§ **Supplied passage**:
13.1       Seller covenants and agrees that, except as otherwise provided in the Agreement, between the date of this Agreement and the Closing Date, Seller (either itself or through an agent) shall continue to manage and operate the Premises in substantially the same manner as Seller has heretofore managed and operated the Premises and to keep (or to cause the Condominium to keep, to the extent the Condominium is so required) the Premises in substantially and materially its same condition and state of repair, subject to the terms, conditions and requirements of the Lease(s), including, without limitation, the obligation of Seller, as landlord, or the Condominium (if applicable) to perform all of its repair and maintenance obligations under the Leases through and including the Closing Date.  In furtherance thereof, if any claims shall be made by any Tenant against Seller for the performance of any of Seller’s obligations under the Leases prior to the Closing Date, Seller shall pay and perform such obligations in full, at Seller’s sole cost and expense, which obligation shall survive the Closing.

 

13.2       Purchaser shall be permitted to have reasonable access to the Premises from time to time, between the date of this Agreement and the Closing Date, during business hours and upon reasonable prior notice to Seller subject to the rights of the Tenants under their respective Leases.  Such access shall be under the supervision of Seller or Seller’s real estate broker, and shall be conducted in a manner which shall not interfere with the business operations of the Tenants at the Premises.

§ **Supplied information**:

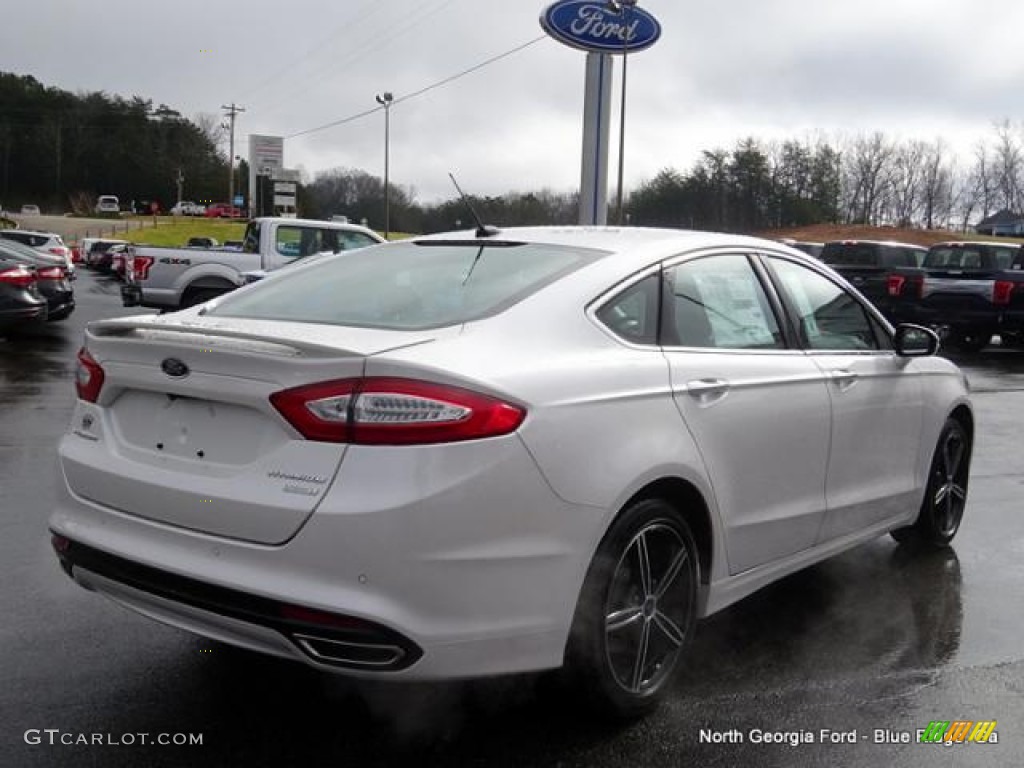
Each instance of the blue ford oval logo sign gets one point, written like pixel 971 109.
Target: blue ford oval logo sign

§ **Work instructions**:
**a)** Answer these about the purchase agreement excerpt, one line each:
(i) Under 13.1, who bears the cost of performing Seller's obligations under the Leases when a Tenant makes a claim before the Closing Date?
(ii) Under 13.2, during what hours may Purchaser have access to the Premises?
(iii) Under whose supervision is that access conducted?
**b)** Carry the purchase agreement excerpt forward with the next section, starting after its final sentence.

§ **Answers by task**:
**a)**
(i) Seller, at Seller's sole cost and expense, and that obligation survives the Closing.
(ii) During business hours, upon reasonable prior notice to Seller.
(iii) Seller or Seller's real estate broker.

**b)**
19

  

 

13.3       Seller shall not modify or amend any Service Contract or enter into any new service contract unless the same shall be terminable by Seller prior to Closing.

 

13.4       Seller shall maintain in full force and effect until the Closing the insurance policies presently in effect or other commercially reasonable policies of insurance affording similar levels of coverage.

 

13.5       No fixtures, equipment or personal property included in this sale shall be removed from the Premises (subject to reasonable wear and tear and obsolescence) unless the same are replaced with similar items of at least equal quality prior to the Closing.

 

13.6       Seller shall cooperate with Purchaser, both prior to and after the Closing, in connection with any and all information requests made by or on behalf of Purchaser, which are required to complete a so-called “Section 314 audit”, including, but not limited to providing the following:  (i) historical income statement for the Premises for 2010; (ii) historical income statement fort the Premises for 2011, year to date; (iii) five (5) years of historical occupancy and rent for each Unit (iv) back-up and supporting documents relating to the items set forth herein (such as bills, checks, etc.); and (v) the most current financial statement for each of the Tenants.  In addition, Seller shall cooperate with Purchaser, both prior to and after the Closing, in connection with any and all information requests made by or on behalf of Purchaser, relating to the Premises, including the books and records of the Premises.  The provisions of this Section 13.6 shall survive the Closing.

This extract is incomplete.